◆ Challenge 1
Answer these questions on the passage about SDRAM refresh, each on its own line.
(a) What does the invention relate to, more particularly?
(b) What are the two refresh methods of the DRAM standard?
(c) Which refresh is set for the SDRAM under the JEDEC standard?
◆ Challenge 2
For each statement, say yes or no according to the passage about SDRAM refresh, and quote the words that decide it.
(a) In the automatic refresh, the refresh address is applied from outside the DRAM.
(b) The RAS-only-refresh is executed in one cycle.
(c) The SDRAM does not need a refreshing process.

──────── Excerpt

1. Field of the Invention
The present invention relates to a synchronous dynamic random access memory (SDRAM), and more particularly to a refresh circuit for an SDRAM.
2. Description of the Conventional Art
Generally, a refresh operation of a dynamic random access memory (DRAM) standard has two methods, that is a RAS (row address strobe)-only-refresh and an automatic (CAS(column address strobe)-before-RAS: CBR) refresh. The RAS-only-refresh is executed, after externally applying a refresh address, in 1 cycle in which a /RAS signal falls and then rises, and in the automatic refresh an address counter installed in a DRAM generates a predetermined internal address instead of externally applying the refresh address, thereby performing the refreshing of the DRAM.
The SDRAM which is a kind of the DRAM also requires a refreshing process and for the refresh operation of the SDRAM the automatic (CBR) refresh is set under the JEDEC standard.

────────────────
──────── Information provided

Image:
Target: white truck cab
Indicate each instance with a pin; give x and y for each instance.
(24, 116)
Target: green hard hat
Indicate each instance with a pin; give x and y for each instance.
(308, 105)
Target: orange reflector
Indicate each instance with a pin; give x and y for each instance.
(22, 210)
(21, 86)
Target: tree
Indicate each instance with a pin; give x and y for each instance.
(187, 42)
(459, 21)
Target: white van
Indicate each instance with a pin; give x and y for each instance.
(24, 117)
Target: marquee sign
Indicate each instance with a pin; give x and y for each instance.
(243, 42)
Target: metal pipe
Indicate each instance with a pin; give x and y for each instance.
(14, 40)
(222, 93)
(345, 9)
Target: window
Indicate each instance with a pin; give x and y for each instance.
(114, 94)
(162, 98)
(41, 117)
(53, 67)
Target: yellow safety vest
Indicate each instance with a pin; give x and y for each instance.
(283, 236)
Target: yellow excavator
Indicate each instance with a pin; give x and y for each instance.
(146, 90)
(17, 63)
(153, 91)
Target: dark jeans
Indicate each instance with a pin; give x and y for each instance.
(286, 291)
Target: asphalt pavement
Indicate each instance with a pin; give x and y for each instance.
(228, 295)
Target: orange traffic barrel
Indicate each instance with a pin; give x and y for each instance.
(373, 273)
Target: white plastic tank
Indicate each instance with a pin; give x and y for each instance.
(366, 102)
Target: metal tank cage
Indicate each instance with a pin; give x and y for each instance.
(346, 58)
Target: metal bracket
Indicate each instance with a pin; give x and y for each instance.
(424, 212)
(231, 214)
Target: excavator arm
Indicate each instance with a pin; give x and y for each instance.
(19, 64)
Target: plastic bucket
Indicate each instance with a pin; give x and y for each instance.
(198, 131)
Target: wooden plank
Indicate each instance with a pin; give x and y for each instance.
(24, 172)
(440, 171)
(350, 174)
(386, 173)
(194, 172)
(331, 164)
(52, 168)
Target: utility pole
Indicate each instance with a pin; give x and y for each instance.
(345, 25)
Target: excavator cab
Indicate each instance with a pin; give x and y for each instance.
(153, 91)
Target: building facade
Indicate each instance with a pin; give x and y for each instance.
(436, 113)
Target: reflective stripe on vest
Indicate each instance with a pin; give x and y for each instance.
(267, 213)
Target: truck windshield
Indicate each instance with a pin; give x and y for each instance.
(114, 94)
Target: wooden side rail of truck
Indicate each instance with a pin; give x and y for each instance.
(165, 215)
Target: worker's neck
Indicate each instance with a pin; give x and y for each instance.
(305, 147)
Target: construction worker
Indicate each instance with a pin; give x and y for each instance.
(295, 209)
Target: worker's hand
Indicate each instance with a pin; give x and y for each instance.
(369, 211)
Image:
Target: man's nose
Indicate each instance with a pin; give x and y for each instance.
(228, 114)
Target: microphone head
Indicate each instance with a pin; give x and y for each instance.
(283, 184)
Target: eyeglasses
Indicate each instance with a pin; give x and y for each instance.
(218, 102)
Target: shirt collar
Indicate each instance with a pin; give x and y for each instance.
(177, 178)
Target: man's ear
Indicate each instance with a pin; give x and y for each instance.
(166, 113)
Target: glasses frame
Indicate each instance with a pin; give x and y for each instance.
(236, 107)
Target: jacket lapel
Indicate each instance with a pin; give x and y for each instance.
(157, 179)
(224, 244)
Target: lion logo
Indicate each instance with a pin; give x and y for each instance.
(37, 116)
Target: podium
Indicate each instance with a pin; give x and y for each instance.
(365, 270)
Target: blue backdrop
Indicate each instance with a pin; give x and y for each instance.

────────────────

◆ Exercise solution 1
(a) A refresh circuit for an SDRAM.
(b) The RAS-only-refresh and the automatic (CBR) refresh.
(c) The automatic (CBR) refresh.

◆ Exercise solution 2
(a) No: "an address counter installed in a DRAM generates a predetermined internal address instead of externally applying the refresh address"
(b) Yes: "in 1 cycle in which a /RAS signal falls and then rises"
(c) No: "The SDRAM which is a kind of the DRAM also requires a refreshing process"